Goal of the exercise »
Reproduce, without alteration, the lines of the records from the line containing "entry: parrot's red head" up to and including the line containing "Trace every instance of the parrot's red".

Records for the exercise »
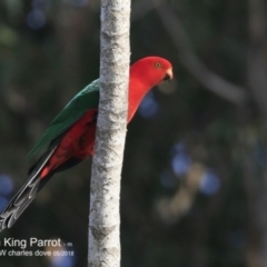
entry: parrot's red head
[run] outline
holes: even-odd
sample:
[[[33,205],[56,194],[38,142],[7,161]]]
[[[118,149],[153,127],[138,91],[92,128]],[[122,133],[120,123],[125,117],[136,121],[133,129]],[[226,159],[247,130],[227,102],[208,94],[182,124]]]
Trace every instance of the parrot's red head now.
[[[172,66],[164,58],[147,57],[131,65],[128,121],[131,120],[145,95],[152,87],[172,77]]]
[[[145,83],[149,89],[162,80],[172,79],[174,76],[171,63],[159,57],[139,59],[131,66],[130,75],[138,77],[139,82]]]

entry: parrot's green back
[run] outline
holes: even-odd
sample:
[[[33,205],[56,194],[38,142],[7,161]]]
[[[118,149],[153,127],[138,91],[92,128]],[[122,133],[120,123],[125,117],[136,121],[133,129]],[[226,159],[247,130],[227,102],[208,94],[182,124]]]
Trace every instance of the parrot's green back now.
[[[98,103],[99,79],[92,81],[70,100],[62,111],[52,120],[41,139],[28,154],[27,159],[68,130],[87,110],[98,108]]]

* * *

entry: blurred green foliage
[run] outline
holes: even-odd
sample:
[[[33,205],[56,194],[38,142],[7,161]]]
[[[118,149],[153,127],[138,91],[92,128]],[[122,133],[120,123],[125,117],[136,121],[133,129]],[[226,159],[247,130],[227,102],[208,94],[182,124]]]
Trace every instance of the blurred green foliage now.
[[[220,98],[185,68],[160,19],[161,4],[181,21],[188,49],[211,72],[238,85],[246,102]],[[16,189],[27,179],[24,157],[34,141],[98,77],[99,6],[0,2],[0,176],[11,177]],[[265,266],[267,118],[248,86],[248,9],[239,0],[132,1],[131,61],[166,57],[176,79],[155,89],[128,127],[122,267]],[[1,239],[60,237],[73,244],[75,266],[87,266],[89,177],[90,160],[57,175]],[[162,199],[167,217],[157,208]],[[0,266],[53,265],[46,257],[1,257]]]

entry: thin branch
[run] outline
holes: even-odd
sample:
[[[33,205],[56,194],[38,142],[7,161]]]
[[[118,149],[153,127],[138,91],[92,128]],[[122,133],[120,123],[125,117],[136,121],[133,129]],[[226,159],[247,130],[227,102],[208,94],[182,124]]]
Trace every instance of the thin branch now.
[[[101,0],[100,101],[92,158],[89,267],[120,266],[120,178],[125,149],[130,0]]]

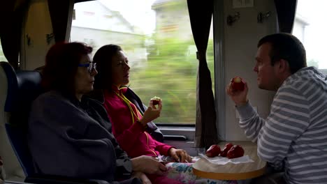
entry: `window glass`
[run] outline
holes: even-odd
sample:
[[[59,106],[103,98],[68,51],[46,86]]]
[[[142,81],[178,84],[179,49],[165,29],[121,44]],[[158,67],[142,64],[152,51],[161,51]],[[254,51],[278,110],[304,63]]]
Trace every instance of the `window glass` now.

...

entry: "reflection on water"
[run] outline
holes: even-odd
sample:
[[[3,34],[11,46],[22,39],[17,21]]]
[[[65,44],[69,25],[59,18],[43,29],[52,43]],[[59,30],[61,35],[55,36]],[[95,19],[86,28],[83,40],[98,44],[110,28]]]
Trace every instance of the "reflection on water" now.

Complete answer »
entry: parrot's red head
[run] outline
holes: even-odd
sample:
[[[33,205],[56,194],[38,142],[7,161]]]
[[[118,149],[153,127],[138,91],[92,128]],[[122,133],[120,123],[125,117],[136,121],[133,129]],[[226,159],[247,130],[227,102],[208,94],[182,124]]]
Trace every instance of the parrot's red head now.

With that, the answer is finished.